**TASK GOAL**.
Can you retype, with no changes, the lines from the one containing "Identify each instance of the neighboring" up to and including the last line?

**RECORDS FOR THE TASK**.
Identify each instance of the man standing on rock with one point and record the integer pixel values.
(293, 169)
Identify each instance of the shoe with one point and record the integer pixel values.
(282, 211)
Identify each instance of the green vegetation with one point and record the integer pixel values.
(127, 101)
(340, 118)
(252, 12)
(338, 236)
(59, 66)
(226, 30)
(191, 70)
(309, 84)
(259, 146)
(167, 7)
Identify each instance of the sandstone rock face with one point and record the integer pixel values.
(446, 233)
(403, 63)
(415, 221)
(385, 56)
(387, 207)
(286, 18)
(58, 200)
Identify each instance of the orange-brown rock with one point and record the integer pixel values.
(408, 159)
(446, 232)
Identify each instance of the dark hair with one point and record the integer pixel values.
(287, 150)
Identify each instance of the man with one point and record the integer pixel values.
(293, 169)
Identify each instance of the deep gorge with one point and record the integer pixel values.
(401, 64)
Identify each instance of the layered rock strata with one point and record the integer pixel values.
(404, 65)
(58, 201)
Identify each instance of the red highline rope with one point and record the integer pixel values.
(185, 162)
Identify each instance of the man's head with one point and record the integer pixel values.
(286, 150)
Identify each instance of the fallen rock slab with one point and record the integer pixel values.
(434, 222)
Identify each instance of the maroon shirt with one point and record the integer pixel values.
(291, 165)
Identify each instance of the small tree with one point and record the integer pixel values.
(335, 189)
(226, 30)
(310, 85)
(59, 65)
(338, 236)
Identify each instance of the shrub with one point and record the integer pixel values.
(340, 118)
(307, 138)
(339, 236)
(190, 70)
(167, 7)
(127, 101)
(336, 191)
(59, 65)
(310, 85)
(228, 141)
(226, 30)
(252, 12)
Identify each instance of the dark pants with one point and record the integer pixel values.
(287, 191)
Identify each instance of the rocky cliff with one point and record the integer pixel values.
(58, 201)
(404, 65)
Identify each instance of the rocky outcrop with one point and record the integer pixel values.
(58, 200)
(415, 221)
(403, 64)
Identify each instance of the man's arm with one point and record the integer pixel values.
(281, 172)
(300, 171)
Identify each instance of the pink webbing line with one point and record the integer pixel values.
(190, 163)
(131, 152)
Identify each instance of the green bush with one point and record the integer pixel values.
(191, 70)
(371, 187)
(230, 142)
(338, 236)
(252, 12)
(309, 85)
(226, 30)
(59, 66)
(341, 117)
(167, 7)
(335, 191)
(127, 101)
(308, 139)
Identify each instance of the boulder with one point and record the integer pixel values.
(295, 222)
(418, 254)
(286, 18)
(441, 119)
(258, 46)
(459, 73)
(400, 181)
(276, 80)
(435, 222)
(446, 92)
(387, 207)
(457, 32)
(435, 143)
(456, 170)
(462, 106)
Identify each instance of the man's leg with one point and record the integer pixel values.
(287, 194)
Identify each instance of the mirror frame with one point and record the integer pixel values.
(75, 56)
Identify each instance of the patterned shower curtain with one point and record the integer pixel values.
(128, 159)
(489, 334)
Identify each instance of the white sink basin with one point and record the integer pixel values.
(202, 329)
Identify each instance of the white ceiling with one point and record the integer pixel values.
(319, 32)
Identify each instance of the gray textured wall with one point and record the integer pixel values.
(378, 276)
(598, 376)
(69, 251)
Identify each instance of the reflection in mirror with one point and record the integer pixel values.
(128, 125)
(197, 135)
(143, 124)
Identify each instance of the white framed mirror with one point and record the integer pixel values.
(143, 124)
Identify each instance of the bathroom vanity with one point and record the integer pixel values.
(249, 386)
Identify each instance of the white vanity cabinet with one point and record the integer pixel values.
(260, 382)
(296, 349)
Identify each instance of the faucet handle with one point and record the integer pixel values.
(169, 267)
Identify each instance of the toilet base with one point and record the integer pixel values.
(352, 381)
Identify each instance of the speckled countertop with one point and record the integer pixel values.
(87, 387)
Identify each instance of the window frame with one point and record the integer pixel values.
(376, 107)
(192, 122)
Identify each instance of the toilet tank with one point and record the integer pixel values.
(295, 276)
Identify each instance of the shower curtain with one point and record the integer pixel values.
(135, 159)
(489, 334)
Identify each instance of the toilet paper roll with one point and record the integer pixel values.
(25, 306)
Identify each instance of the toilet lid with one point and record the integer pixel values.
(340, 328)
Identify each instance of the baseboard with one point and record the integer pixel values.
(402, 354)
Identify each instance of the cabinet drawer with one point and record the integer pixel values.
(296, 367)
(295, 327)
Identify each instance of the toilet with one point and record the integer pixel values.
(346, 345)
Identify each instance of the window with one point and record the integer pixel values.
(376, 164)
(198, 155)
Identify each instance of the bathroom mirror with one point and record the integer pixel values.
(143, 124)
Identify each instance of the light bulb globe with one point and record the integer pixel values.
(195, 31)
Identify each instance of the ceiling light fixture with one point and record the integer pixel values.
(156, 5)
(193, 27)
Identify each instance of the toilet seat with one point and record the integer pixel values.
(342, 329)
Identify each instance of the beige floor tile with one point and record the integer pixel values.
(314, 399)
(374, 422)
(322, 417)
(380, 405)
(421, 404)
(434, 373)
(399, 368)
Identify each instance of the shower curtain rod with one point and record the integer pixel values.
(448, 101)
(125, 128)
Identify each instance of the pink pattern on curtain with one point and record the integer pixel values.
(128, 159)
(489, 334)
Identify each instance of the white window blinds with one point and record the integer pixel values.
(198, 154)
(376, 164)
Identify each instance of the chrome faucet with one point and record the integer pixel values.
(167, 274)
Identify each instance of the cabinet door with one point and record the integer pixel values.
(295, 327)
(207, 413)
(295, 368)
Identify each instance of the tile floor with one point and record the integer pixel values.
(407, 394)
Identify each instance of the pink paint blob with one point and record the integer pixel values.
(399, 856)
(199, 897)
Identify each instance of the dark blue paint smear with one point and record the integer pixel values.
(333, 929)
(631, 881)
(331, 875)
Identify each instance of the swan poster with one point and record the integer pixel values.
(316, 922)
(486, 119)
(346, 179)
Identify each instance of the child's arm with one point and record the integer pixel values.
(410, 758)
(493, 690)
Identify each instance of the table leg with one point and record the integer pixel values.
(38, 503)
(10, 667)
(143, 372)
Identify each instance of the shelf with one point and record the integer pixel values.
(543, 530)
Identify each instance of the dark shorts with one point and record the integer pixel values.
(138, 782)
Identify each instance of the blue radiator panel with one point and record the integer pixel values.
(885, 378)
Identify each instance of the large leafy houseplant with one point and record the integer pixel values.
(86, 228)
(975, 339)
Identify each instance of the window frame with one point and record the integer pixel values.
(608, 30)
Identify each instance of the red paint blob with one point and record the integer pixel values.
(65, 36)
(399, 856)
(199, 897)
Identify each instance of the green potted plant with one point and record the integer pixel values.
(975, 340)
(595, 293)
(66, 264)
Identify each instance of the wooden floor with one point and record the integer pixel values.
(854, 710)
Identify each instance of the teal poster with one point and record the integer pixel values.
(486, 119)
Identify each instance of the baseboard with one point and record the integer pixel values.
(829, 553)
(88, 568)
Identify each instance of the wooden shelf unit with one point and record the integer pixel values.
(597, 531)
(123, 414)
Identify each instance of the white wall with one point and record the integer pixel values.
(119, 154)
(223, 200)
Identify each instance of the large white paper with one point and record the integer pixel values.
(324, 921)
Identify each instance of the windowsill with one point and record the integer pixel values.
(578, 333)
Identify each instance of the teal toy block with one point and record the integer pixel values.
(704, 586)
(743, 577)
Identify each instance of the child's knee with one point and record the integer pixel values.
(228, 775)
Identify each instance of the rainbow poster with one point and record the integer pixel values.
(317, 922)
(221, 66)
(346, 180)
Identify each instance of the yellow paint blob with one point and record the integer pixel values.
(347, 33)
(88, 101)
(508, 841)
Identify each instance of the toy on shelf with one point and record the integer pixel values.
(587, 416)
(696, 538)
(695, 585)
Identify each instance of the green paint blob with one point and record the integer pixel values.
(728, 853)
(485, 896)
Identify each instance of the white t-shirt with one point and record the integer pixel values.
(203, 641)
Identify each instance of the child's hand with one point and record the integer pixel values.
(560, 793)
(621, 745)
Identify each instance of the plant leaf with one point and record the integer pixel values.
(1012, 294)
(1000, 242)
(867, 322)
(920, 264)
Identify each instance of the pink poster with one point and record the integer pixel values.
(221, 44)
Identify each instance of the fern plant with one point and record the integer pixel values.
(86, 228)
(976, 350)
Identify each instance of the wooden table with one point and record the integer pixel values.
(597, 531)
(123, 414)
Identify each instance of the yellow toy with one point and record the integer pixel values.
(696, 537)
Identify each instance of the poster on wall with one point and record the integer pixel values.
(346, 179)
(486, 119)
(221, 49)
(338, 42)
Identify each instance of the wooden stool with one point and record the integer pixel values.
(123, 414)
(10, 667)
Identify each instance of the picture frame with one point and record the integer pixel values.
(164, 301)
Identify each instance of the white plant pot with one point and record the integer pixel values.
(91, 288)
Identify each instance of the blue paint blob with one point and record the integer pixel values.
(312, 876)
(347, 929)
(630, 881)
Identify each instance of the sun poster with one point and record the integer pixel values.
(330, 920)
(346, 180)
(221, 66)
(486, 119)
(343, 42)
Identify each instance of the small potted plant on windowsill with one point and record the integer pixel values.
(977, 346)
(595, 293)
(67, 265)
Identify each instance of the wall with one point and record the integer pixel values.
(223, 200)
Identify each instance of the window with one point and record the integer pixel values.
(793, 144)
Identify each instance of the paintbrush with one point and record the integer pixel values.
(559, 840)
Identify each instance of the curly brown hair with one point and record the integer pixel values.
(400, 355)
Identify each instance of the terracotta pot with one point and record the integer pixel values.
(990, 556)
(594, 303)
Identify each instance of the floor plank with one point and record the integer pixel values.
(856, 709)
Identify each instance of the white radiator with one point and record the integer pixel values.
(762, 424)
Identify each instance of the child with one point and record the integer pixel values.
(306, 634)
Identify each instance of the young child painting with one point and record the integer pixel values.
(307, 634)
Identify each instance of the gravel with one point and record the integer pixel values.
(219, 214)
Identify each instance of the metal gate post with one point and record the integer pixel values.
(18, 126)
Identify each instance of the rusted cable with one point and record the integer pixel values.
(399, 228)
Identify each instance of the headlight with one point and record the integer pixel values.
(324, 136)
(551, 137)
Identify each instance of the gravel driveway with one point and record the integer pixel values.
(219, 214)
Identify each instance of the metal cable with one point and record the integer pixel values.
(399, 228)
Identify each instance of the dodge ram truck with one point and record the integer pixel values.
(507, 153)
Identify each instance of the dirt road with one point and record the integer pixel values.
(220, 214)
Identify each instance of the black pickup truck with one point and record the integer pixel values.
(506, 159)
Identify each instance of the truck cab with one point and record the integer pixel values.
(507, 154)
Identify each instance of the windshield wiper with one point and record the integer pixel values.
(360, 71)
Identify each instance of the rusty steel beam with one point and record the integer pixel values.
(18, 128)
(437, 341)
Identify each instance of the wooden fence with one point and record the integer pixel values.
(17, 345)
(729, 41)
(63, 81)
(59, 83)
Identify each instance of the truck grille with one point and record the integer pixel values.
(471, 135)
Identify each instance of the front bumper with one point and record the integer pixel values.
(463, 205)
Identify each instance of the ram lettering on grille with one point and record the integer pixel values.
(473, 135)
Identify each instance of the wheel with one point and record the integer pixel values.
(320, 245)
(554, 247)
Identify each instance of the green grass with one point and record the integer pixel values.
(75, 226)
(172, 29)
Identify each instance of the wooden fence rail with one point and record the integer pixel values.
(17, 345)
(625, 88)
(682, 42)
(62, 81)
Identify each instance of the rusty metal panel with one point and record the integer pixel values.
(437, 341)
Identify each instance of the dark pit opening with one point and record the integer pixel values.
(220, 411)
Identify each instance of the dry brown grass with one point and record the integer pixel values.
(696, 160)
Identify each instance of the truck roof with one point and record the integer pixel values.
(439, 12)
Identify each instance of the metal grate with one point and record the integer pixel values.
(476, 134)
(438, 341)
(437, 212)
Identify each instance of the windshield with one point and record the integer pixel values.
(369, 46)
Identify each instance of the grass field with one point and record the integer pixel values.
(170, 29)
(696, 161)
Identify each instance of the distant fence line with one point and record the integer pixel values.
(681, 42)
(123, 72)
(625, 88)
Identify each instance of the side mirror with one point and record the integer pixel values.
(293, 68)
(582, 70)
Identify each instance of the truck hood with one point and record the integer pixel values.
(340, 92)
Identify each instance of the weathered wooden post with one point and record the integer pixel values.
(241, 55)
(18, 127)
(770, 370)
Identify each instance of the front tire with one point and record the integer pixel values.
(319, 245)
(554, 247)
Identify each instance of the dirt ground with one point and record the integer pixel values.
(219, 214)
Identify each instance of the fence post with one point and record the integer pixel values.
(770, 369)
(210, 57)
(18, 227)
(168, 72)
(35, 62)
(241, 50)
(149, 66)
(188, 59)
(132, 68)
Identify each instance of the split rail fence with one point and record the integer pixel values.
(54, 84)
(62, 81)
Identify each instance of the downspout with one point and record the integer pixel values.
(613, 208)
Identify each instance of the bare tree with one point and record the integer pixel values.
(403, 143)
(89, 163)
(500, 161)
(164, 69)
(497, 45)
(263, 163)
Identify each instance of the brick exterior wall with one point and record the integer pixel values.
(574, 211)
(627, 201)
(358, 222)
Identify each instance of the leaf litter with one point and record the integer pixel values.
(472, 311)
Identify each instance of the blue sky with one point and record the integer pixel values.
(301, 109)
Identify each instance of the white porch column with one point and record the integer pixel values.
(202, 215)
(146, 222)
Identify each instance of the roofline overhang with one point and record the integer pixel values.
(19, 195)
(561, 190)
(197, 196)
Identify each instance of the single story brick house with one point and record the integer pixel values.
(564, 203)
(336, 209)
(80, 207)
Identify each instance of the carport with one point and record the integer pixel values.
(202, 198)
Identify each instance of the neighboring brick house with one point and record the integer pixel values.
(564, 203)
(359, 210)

**RIGHT ANSWER**.
Identify each instance of the neighboring brick house with one point and record the integer pixel values.
(564, 203)
(359, 210)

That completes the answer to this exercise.